TEXTO DE APOIO ▸
Como já se notou: «O que Perec nos mostra é que não há um espaço, um belo espaço em torno de nós, uno, indubitável e evidente, mas sim pequenos espaços, pequenos pedaços de espaços. E é a esses espaços que Perec se refere, espaços multiplicados, divididos e diversificados. // O interesse pelo espaço vem justamente desse carácter impreciso e fragmentado. O espaço passa a ser foco do romancista quando perde o seu carácter próprio, quando ele deixa de ser evidência e se torna um problema.» *5
Um dos grandes desenhos de Pedro Gomes, o negro, é de 2008 e tem o título Finisterra (do latim finis terrae, com finis, donde veio affinis) e estas coincidências fazem sobrepor uma etimologia (e uma semiologia) das palavras a uma etiologia (e uma iconologia) das imagens.
No Sem Título da grande obra branca, que é de 2018 e se compõe de oito desenhos, eu consigo ler um Incipit, um Primum Terrae. A folha branca de Mallarmé, esse poeta do espaço puro, é sempre uma terra à espera de pegadas e de perigos.

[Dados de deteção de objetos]
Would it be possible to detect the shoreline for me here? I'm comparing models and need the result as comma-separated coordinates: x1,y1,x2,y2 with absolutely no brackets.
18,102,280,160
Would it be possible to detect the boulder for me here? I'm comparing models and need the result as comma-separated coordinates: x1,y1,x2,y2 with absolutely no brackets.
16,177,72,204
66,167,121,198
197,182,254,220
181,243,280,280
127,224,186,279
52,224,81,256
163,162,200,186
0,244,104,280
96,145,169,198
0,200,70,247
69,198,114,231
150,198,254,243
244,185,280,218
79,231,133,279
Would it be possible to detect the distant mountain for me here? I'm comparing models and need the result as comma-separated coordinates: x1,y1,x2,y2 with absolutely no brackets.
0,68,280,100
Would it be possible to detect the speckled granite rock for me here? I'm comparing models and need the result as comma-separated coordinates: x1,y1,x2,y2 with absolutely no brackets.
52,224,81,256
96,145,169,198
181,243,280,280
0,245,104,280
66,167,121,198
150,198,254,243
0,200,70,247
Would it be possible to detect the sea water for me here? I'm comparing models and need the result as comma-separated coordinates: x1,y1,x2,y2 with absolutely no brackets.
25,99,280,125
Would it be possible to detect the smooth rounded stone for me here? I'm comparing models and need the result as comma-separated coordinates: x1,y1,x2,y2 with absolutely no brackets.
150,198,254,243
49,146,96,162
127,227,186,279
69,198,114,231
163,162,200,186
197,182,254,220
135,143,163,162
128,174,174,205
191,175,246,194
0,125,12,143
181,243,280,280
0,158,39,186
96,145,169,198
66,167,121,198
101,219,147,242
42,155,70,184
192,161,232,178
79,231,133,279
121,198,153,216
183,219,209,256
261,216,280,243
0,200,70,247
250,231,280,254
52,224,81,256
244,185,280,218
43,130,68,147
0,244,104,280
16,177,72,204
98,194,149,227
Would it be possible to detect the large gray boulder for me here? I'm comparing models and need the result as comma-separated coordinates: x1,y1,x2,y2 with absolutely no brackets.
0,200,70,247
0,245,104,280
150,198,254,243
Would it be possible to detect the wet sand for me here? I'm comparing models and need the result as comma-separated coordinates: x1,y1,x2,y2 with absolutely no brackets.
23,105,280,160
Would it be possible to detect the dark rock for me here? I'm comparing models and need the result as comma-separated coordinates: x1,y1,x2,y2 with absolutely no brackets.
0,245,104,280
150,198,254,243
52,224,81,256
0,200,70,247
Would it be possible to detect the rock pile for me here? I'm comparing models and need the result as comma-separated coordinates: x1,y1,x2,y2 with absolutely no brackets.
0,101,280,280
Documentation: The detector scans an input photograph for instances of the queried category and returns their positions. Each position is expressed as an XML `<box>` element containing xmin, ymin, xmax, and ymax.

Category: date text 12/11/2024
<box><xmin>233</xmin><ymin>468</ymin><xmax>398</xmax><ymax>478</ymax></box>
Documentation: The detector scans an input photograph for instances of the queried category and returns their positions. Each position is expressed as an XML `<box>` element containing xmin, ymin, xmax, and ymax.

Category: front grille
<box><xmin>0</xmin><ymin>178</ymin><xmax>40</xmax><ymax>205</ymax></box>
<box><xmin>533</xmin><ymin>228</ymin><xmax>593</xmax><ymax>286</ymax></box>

INSTRUÇÕES ▸
1. Com base no texto de apoio, explique por que razão o espaço passa a ser foco do romancista.
2. Responda às perguntas seguintes com base no texto de apoio.
(a) Segundo a citação, que espaços nos mostra Perec?
(b) Em que ano foi feito o desenho Finisterra?
(c) De quantos desenhos se compõe a grande obra branca?
3. Extraia do texto de apoio o trecho que começa em "No Sem Título" e termina em "e de perigos.".

RESPOSTAS ▸
1. O espaço torna-se foco do romancista quando perde o seu carácter próprio e deixa de ser evidência para se tornar um problema. O interesse por ele vem precisamente desse carácter impreciso e fragmentado.

2.
(a) Pequenos espaços, pequenos pedaços de espaços.
(b) Em 2008.
(c) De oito desenhos.

3.
No Sem Título da grande obra branca, que é de 2018 e se compõe de oito desenhos, eu consigo ler um Incipit, um Primum Terrae. A folha branca de Mallarmé, esse poeta do espaço puro, é sempre uma terra à espera de pegadas e de perigos.